In the passage on sprite plotting, how many microseconds per byte does the further-optimized routine take?

— Document passage —
★ ★ ★ ★ ★

If you don't need to either paint the sprite in a solid colour, or flip the sprite left to right (or you've got enough memory to store a flipped version), then you can optimise the routine to plot a single byte even further:
LD A,(BC) INC C LD L,A LD A,(DE) AND (HL) OR L LD (DE),A INC E ;Total = 12 μs per byte
As you can see, this is now down to 12 microseconds per byte, only 1 microsecond slower than storing the mask with the data, but the sprite data is half the size, so you can store twice as much graphics data in your left-over 2K of memory once you've got the double-buffered screens, music and sound fx code and game logic in place.
Clipping
Depending on the routine you use, clipping can be quite difficult or quite simple.
Clipping vertically is simply a matter of adjusting (a) the start offset in the sprite and (b), the number of rows (passed in E in the example code).

★ ★ ★ ★ ★

— Material supplied —
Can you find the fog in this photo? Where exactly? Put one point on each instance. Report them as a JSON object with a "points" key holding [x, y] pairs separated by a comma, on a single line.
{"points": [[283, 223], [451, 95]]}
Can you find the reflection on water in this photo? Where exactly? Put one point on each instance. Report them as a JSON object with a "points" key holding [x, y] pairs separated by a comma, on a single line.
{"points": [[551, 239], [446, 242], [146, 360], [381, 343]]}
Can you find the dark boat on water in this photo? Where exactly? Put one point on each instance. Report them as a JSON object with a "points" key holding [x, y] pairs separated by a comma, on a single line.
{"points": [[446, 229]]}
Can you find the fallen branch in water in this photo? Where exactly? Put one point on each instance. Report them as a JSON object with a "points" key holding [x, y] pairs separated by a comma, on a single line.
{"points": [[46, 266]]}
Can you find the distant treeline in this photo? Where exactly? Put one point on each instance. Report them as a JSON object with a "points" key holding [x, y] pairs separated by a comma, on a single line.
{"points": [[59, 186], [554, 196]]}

★ ★ ★ ★ ★

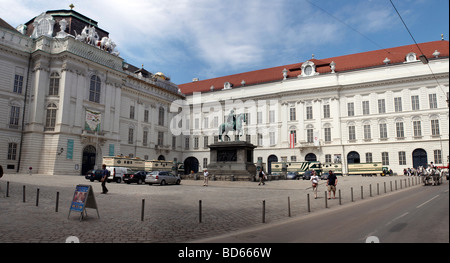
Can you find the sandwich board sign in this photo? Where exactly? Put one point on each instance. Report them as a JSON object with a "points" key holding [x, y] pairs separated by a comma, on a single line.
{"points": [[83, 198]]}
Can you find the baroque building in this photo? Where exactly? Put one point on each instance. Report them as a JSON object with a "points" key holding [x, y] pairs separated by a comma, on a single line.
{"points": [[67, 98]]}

★ ★ ★ ★ ★

— Task solution —
12 microseconds per byte.